TASK INSTRUCTIONS ▸
A - In the Amrutha Q&A, begin at the words "I came to admire" and stop after "approached the idol.". Reproduce that passage word for word.
B - Condense the paragraph of the Amrutha Q&A that begins "I am convinced that speaking frankly" into a shorter version that keeps its main points.

─── DOCUMENT SECTION

Why such explicit talk of sex?

John Wijngaards replies to questions about his book AMRUTHA. What the Pope's man found out about the Law of Nature.


Q1. "In some episodes of your story you speak about sexual matters in rather explicit terms. Was that really called for?"

The author responds

I am convinced that speaking frankly about sex is often much healthier than minching words. In our prudish, Victorian and Jansenist past, sex was pushed into dark and hidden corners of life. This repression led both to harmful ignorance and the unspoken feeling that sex was somehow dirty, smutty, something to be ashamed of. Instead of being the wonderful gift that can bond people in love and create new life.

I came to admire the greater openness Indian culture displays in this respect. Read this extract from my novel:

"My father and Amrutha entered into a courtyard of the temple and faced the main idol, standing under a roof shelter. It was a five-foot high, shining, black-granite pillar of stone.

They approached the idol.

Amrutha prayed holding her hands folded in front of her. She bowed and briefly caressed the smooth surface of the pillar with her right hand.

──────
─── SUPPLIED RECORDS

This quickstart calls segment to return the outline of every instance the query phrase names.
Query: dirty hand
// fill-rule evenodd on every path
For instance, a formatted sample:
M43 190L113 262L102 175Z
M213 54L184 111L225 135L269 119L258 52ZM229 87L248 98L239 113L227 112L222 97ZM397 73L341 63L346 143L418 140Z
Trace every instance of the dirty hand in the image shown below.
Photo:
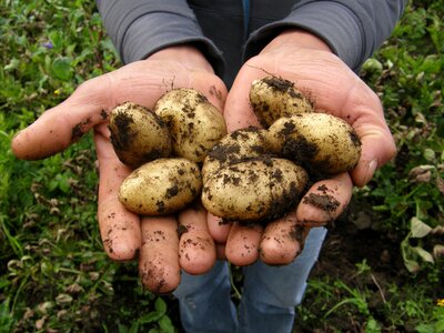
M131 170L113 151L108 117L125 101L152 109L172 88L194 88L223 110L226 88L208 61L191 47L172 47L84 82L12 141L18 158L37 160L64 150L94 130L100 170L98 220L104 249L117 261L139 255L142 283L157 293L178 286L181 268L199 274L214 264L215 248L208 231L206 212L195 206L178 216L140 218L127 211L118 200L118 191ZM178 223L184 226L180 230L186 230L180 240Z
M251 83L274 74L295 82L314 102L319 112L347 121L362 141L362 154L355 169L314 183L297 209L285 218L262 226L221 225L209 216L209 229L218 243L218 253L238 265L261 259L269 264L286 264L303 248L312 226L325 225L347 205L353 184L366 184L376 168L395 153L395 145L384 120L377 95L319 38L301 30L281 33L240 70L226 99L224 117L229 131L259 127L250 102ZM310 195L330 204L311 204Z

──────

TASK-BY-TASK SOLUTIONS ▸
A -
I came to admire the greater openness Indian culture displays in this respect. Read this extract from my novel:

"My father and Amrutha entered into a courtyard of the temple and faced the main idol, standing under a roof shelter. It was a five-foot high, shining, black-granite pillar of stone.

They approached the idol.

B - The author believes that frank talk about sex is often healthier than guarded speech. In a prudish, Victorian and Jansenist past, sex was pushed into hidden corners of life. That repression caused harmful ignorance and an unspoken sense that sex was dirty and shameful. It was not treated as a wonderful gift that bonds people in love and creates new life.